• **Complete the following**
a - Rewrite the part of the amusement park ride article that begins at "You can think" and stops after "than that number.", putting "short list" in place of "small array".
b - Extend the amusement park ride write-up from the point where it stops.

• **Article**
● ● ● ● ● ● ●
CF 104555A - Amusement Park Adventure
We are given a small amusement park with a fixed list of rides, each ride having a minimum height requirement. Carlitos has a fixed height, and he can only enter a ride if his height is at least as large as that ride’s requirement.
CF 104555A - Amusement Park Adventure
Rating: -
Tags: -
Solve time: 1m 16s
Verified: yes
Solution
Problem Understanding
We are given a small amusement park with a fixed list of rides, each ride having a minimum height requirement. Carlitos has a fixed height, and he can only enter a ride if his height is at least as large as that ride’s requirement. The task is simply to count how many rides satisfy this condition.
You can think of this as comparing a single number against each element of a small array and counting how many elements are not greater than that number.
The constraints are extremely small. The number of rides is at most 6, and heights are bounded within a narrow range. This immediately tells us that even the most direct approach, checking each ride individually, is trivially fast. Any algorithm that even loops over all rides a constant number of times will be efficient enough.
● ● ● ● ● ● ●
Stored items from a collection:
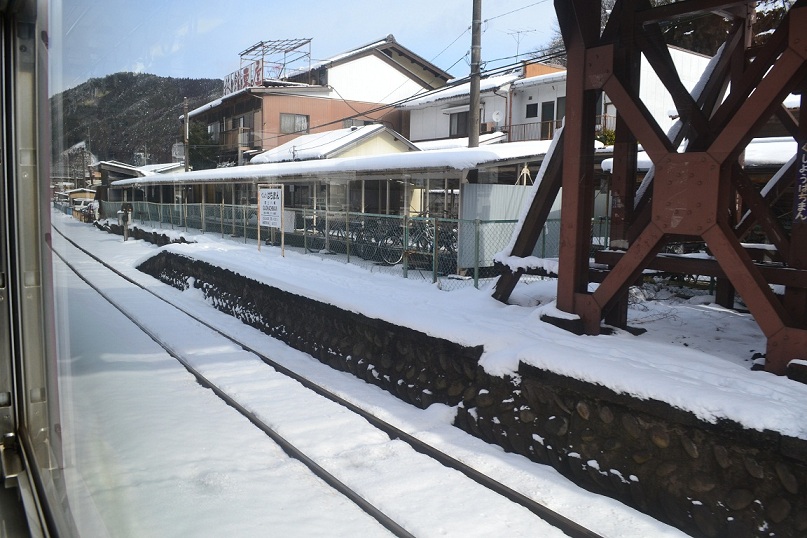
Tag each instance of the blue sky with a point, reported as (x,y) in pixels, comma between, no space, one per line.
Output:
(203,38)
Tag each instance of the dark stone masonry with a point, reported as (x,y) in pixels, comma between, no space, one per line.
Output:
(706,479)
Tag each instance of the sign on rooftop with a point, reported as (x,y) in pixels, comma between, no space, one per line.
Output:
(246,77)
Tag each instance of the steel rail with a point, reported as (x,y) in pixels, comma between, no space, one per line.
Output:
(283,443)
(566,525)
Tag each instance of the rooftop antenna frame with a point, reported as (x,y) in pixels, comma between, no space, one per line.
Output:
(277,56)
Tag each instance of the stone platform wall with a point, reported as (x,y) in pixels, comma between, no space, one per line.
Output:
(706,479)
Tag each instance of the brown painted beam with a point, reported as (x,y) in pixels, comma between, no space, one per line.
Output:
(746,279)
(761,211)
(686,8)
(770,198)
(580,30)
(788,70)
(545,196)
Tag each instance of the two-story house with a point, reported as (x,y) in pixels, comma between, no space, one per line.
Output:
(357,87)
(530,103)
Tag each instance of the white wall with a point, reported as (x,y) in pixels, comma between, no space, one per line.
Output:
(654,95)
(524,95)
(433,122)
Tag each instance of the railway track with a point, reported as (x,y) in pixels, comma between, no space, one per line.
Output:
(549,516)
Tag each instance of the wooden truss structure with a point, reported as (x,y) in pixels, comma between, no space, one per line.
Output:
(701,192)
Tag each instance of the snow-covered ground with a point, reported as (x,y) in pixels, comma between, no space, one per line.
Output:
(155,454)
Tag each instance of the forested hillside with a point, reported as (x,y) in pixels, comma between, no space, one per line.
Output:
(127,113)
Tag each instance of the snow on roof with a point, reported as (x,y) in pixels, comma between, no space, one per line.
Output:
(322,145)
(774,151)
(463,90)
(354,52)
(215,103)
(540,79)
(453,143)
(343,169)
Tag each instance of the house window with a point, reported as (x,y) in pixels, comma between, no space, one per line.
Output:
(355,122)
(293,123)
(459,125)
(561,109)
(547,119)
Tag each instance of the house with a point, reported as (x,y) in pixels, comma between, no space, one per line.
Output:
(530,103)
(349,142)
(355,88)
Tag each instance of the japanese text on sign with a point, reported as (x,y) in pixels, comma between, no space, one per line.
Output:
(800,202)
(270,210)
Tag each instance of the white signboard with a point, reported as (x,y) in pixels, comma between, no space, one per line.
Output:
(270,206)
(248,76)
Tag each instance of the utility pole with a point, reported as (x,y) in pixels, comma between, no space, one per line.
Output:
(187,147)
(476,54)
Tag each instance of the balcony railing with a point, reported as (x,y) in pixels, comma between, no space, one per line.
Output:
(237,138)
(545,130)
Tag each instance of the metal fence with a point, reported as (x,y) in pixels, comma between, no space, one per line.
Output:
(451,253)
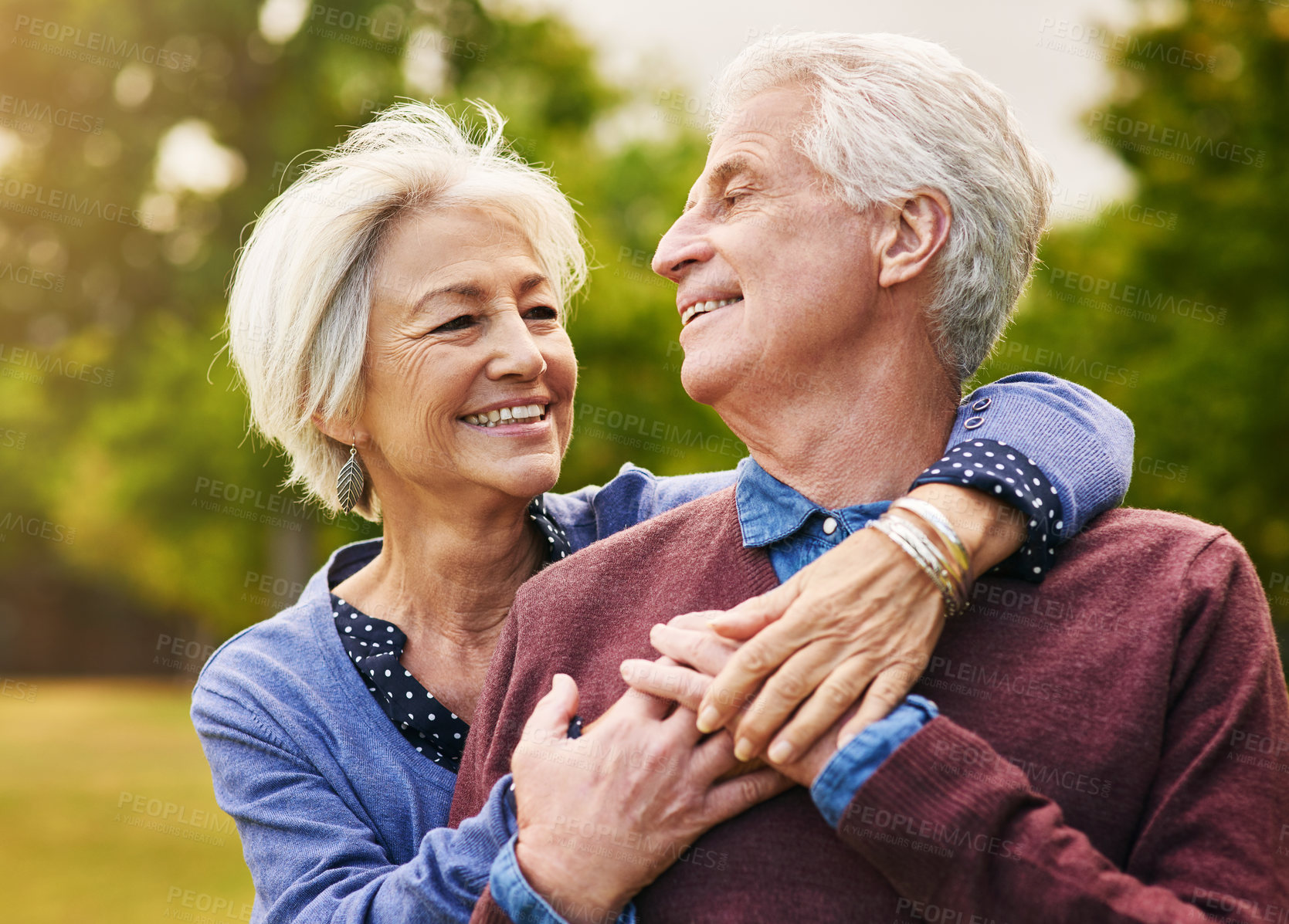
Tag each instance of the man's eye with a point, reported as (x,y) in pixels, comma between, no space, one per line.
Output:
(459,323)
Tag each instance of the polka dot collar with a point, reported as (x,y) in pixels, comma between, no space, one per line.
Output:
(375,646)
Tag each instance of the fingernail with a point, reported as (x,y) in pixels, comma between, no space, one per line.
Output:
(708,719)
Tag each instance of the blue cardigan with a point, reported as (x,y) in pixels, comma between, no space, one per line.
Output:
(342,820)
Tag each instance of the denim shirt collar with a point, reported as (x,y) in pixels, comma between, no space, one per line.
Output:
(770,510)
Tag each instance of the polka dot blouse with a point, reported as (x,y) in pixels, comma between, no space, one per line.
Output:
(375,647)
(996,468)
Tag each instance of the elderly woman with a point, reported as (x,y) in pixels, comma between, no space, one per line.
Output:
(399,320)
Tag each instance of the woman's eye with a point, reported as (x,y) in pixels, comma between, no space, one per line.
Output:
(459,323)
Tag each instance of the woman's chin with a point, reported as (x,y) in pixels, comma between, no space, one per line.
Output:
(527,476)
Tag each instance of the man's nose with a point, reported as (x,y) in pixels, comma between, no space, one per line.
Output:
(514,352)
(682,246)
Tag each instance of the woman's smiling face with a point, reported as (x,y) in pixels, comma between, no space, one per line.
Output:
(470,374)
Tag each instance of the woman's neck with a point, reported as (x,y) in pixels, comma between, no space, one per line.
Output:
(447,577)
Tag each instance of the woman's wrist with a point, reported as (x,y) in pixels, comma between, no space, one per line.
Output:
(990,529)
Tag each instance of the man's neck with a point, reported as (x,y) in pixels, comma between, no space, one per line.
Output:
(880,421)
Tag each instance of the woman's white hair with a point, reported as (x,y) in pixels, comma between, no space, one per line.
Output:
(894,113)
(302,289)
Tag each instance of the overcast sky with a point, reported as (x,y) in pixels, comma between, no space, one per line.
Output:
(687,42)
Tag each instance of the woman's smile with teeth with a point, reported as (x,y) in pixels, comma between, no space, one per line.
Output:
(704,307)
(518,414)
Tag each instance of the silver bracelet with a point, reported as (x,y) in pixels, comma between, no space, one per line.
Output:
(940,523)
(923,552)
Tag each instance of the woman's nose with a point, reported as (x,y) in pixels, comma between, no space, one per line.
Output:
(514,350)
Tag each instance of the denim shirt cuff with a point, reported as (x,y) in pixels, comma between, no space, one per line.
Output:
(522,905)
(853,766)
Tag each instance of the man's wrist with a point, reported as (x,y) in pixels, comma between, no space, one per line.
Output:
(572,893)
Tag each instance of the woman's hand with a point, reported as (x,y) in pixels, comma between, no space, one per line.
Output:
(860,621)
(697,655)
(603,814)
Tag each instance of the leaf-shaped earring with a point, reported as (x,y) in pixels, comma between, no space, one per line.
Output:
(348,483)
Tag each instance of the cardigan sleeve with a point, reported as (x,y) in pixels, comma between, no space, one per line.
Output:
(1080,444)
(312,856)
(1212,837)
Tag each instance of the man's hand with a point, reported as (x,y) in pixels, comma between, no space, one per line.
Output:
(603,814)
(857,625)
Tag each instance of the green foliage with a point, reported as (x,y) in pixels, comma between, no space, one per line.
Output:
(1181,316)
(134,435)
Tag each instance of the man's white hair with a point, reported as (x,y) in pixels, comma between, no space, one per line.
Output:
(894,113)
(302,289)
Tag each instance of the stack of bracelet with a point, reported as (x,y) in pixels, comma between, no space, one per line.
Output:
(949,571)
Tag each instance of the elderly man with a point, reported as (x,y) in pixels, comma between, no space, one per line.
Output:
(868,217)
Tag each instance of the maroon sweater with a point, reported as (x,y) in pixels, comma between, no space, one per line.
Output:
(1114,744)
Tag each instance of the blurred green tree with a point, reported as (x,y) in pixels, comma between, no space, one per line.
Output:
(1173,303)
(125,431)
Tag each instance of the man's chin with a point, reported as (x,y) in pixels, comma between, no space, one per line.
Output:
(704,381)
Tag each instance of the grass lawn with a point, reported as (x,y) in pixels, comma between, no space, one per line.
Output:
(106,808)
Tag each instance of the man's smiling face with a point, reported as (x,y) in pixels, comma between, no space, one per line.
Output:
(774,272)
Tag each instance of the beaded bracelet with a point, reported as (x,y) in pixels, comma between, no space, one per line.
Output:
(942,573)
(931,514)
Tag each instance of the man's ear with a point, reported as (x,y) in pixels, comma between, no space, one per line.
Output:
(918,231)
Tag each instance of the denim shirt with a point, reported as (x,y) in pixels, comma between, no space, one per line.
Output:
(342,820)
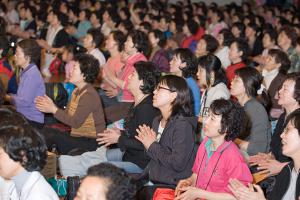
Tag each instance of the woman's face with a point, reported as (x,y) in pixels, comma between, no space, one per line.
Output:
(286,94)
(88,42)
(201,48)
(237,87)
(176,64)
(270,63)
(129,46)
(20,58)
(236,32)
(163,97)
(110,42)
(201,76)
(267,42)
(134,82)
(234,53)
(8,167)
(290,140)
(76,75)
(212,125)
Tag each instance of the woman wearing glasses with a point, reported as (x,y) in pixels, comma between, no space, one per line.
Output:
(170,141)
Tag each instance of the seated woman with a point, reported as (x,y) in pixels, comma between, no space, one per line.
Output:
(211,78)
(170,142)
(23,154)
(288,180)
(244,87)
(218,159)
(31,84)
(84,113)
(272,163)
(184,64)
(130,154)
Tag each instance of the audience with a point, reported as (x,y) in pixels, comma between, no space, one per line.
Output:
(105,181)
(23,154)
(172,35)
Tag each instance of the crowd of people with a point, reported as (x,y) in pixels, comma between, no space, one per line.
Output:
(165,100)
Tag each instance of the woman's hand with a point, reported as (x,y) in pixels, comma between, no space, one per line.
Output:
(108,137)
(270,167)
(189,193)
(45,104)
(241,192)
(182,184)
(146,135)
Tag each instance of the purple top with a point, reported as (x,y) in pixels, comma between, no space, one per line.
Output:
(31,85)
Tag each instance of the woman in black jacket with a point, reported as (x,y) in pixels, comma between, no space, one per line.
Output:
(170,143)
(130,154)
(287,186)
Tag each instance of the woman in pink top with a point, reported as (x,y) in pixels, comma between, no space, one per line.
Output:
(136,47)
(218,158)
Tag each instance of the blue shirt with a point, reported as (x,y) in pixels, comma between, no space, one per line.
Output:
(31,85)
(195,94)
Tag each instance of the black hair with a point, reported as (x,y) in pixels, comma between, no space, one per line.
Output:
(187,56)
(241,27)
(21,141)
(294,118)
(212,43)
(290,33)
(228,37)
(193,26)
(140,41)
(296,78)
(182,105)
(97,36)
(251,78)
(212,63)
(31,50)
(148,72)
(120,185)
(162,40)
(120,38)
(233,117)
(282,58)
(272,34)
(4,45)
(242,46)
(89,67)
● ● ● ● ● ● ●
• **Task-by-task outputs**
a -
You can think of this as comparing a single number against each element of a short list and counting how many elements are not greater than that number.

b -
There are no tricky hidden cases related to ordering, duplicates, or large inputs. The only meaningful edge case is when Carlitos is shorter than all rides, in which case the answer is 0, or when he is tall enough for all rides, in which case the answer is N.
A common mistake in similar problems would be misinterpreting the condition direction, for example counting rides where the requirement is strictly greater than height instead of less than or equal. Another potential issue would be forgetting equality, since rides with requirement exactly equal to Carlitos’ height are allowed.
Approaches
The most direct way to solve the problem is to inspect each ride one by one and check whether Carlitos meets the height requirement. For each ride, we compare its required height with Carlitos’ height and increment a counter if the condition is satisfied.
This works because each ride is independent of the others. There is no interaction between rides, no ordering constraint, and no optimization structure to exploit. The brute-force approach is already optimal because the input size is constant.
If we imagine a more general version where N could be large, say up to 100,000, the same idea would still work in O(N), which is linear scanning. Sorting or binary search would be unnecessary because we are not querying multiple times or needing prefix structure, just counting simple comparisons.
The brute-force works because it directly encodes the definition of the problem, but in larger constraints it would only be considered naive if repeated many times. Here it is already the final solution.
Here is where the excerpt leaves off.